■ EXCERPT TO READ:

= Beginning of Section =

(Photo Credit: Wikimedia Commons)
By Lee Saunders
Last Updated 10/11/2016 at 11:30 AM
Tel Aviv: Synagogue attendances on the High Holy Days is projected to plummet to new lows after Israeli high-tech has ironically unveiled a new app that allows virtual attendance and charity donations from your mobile phone, once the particular holiday is over.
The controversial new app – known as Yom Kapp – was approved by the Rabbinate, after a generous donation from Vodafone, and was actually released in time for Jewish New Year – Rosh Hashanah. One of the novel features allowed people to upload their synagogue membership, selichot, birth certificate, therapy bills and digitally sign themselves into the E-Book of Life. The files are then emailed during Adon Olam to the Rabbi, a sort of Judge Judy without the humor, and, if approved, you receive the e-book in a PDF which you can save to your phone and take with you to the Pearly Gates, when the time comes. Given our fierce attachment to our mobile phones, MOTT (members of the tribe) will be allowed to be buried with their phones, breaking millennia-old Halachic law, as long as the phones are not NOKIA or anything before an IPhone 4, and contracts have been changed to Pay As You Go.

= End of Section =

■ PROBLEM TO WORK ON:
Resume the satirical article about the Yom Kapp app, picking up right after its final sentence. The material that comes next is from a different source and is not connected to this article.

■ RECORD SET:
= Beginning of Section =

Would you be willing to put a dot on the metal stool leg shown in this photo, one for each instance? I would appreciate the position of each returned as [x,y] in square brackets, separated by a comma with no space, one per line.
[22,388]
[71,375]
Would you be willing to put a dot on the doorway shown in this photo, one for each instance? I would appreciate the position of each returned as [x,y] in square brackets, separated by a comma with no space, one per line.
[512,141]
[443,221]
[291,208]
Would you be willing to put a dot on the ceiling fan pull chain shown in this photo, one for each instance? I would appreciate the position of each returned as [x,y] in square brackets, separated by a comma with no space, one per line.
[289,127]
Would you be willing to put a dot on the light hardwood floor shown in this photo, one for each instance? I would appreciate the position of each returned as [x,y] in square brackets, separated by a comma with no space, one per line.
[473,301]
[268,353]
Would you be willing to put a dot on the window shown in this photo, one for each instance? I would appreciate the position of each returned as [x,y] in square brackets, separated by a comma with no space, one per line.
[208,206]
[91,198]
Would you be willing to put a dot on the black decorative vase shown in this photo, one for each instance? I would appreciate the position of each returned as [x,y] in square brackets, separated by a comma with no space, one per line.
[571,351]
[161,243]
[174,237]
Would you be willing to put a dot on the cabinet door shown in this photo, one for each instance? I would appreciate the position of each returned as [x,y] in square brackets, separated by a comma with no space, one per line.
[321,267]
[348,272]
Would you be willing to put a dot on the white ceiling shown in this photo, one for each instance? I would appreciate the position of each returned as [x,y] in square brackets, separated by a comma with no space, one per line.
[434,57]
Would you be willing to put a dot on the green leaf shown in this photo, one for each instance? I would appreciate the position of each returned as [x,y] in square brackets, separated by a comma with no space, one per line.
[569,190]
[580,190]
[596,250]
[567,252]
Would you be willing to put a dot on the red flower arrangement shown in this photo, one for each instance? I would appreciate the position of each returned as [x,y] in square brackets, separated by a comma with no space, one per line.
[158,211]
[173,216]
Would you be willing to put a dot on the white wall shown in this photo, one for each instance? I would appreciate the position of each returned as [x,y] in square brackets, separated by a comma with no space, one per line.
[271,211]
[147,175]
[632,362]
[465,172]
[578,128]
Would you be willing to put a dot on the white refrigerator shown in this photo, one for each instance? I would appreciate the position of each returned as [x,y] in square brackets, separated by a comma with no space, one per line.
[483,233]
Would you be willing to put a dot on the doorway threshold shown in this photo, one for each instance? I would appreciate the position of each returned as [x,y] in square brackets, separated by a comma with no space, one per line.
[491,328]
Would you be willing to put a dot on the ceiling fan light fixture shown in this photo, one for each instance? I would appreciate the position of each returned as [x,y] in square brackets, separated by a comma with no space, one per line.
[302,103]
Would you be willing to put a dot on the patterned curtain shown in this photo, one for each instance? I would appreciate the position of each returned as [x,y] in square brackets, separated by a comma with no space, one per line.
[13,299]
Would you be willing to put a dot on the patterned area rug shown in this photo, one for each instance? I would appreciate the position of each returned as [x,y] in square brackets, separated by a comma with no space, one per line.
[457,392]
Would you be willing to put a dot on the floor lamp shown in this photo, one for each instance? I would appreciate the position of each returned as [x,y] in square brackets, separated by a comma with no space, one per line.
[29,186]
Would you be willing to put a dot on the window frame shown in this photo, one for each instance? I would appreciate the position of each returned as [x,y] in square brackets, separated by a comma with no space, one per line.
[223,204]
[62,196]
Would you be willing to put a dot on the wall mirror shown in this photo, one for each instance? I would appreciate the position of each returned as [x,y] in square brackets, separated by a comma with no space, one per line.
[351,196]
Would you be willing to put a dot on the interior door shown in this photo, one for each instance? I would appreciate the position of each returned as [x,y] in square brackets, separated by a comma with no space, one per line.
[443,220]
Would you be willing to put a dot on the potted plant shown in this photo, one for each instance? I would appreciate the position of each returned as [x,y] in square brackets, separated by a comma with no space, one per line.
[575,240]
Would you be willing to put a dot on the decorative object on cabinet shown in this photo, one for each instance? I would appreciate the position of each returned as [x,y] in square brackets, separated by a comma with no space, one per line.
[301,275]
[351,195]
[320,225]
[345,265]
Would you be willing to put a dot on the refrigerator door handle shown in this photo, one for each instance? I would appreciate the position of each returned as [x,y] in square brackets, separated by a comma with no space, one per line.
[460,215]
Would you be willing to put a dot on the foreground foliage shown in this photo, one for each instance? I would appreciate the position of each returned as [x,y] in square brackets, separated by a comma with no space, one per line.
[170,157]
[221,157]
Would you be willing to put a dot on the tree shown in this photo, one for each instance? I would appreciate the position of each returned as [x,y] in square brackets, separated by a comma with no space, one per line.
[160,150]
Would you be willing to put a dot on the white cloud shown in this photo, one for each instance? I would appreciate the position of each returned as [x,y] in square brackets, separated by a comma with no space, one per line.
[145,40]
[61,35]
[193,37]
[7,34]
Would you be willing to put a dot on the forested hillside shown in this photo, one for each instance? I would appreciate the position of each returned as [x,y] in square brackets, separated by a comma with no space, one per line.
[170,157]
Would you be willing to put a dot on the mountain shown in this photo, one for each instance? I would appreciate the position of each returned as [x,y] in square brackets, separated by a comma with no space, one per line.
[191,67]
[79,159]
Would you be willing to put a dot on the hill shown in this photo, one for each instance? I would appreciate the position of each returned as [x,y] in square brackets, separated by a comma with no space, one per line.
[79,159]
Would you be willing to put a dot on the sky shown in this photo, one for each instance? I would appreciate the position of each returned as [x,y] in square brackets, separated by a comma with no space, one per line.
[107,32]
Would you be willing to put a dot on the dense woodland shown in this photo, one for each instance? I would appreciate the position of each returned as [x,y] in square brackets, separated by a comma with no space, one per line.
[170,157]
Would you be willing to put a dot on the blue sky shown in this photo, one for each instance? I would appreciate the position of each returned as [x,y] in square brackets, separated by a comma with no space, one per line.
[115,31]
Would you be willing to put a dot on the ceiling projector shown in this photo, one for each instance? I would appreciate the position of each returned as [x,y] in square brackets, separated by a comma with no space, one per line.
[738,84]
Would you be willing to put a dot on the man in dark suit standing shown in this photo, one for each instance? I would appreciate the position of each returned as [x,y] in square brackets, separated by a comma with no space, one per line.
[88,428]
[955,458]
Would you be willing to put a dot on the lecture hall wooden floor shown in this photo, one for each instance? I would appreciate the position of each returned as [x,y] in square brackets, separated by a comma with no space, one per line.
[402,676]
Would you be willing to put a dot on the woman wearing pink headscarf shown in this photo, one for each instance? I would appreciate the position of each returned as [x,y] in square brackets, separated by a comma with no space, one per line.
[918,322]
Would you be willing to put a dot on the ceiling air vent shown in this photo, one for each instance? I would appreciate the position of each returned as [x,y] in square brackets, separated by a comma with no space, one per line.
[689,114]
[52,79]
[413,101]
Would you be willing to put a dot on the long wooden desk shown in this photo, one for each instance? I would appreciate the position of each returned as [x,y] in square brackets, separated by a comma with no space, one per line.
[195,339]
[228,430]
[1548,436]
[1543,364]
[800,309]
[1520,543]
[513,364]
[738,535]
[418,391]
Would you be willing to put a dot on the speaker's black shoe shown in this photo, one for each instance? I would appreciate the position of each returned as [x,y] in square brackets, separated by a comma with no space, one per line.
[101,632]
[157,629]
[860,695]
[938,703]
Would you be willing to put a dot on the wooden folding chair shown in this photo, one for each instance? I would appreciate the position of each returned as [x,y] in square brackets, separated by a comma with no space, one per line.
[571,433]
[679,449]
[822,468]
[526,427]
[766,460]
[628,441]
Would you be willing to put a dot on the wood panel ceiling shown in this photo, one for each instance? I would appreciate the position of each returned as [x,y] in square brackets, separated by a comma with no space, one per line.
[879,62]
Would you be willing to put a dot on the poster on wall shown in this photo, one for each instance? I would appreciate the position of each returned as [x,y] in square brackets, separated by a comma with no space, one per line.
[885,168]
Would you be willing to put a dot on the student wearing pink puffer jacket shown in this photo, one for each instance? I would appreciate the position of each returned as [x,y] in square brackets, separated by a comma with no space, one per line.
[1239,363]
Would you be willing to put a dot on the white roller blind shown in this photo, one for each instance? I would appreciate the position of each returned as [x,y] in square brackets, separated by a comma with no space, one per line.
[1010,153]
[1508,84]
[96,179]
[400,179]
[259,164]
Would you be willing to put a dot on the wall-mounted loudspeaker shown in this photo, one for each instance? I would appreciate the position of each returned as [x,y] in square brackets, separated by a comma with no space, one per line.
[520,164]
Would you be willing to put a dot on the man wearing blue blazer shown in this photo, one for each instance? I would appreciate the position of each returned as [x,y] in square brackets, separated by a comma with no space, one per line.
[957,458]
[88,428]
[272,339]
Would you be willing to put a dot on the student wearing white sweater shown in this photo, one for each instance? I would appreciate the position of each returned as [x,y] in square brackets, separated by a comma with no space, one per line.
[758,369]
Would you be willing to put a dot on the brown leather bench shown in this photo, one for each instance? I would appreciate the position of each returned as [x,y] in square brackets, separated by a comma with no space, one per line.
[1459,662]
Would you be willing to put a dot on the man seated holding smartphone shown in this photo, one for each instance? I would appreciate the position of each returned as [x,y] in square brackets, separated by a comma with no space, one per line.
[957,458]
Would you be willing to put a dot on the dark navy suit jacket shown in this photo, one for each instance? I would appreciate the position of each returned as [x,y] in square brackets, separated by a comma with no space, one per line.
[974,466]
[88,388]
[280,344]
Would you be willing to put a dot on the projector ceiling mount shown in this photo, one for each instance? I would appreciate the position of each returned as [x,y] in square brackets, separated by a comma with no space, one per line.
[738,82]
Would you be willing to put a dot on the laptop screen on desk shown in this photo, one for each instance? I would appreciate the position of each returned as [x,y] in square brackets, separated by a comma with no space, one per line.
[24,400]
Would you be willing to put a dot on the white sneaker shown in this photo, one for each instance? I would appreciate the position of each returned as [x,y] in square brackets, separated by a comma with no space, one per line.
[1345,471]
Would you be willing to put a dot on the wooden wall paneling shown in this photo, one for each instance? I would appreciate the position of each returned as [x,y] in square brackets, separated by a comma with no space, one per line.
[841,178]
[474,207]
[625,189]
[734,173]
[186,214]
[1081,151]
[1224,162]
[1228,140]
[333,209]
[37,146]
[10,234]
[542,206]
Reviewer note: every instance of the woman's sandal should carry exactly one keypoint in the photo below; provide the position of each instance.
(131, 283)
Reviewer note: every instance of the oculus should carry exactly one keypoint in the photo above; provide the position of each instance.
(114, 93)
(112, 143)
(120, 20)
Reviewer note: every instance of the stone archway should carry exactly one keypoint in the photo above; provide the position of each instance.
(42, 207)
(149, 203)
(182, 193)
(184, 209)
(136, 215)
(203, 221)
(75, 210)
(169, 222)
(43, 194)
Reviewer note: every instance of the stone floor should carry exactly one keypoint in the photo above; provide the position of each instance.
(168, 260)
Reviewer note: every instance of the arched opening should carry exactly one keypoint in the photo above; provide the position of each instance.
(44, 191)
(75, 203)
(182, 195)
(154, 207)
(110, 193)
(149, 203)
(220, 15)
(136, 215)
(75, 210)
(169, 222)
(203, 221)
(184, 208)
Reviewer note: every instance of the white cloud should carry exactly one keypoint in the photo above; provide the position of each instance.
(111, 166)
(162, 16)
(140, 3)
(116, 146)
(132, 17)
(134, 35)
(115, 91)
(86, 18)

= End of Section =

■ RESULT OF THIS TASK:
A bonus feature for Yom Kippur allows absentee Jews to play “What will I eat first?”, a new game allowing them to identify their cravings as soon as the fast has ended. This is automatically linked through GPS to your local Chinese takeaway. A shofar ringtone will be available for one day only and you can leave WhatsApp voicemails with spiritual questions for the Rabbi or polite requests for the cantor to speed up.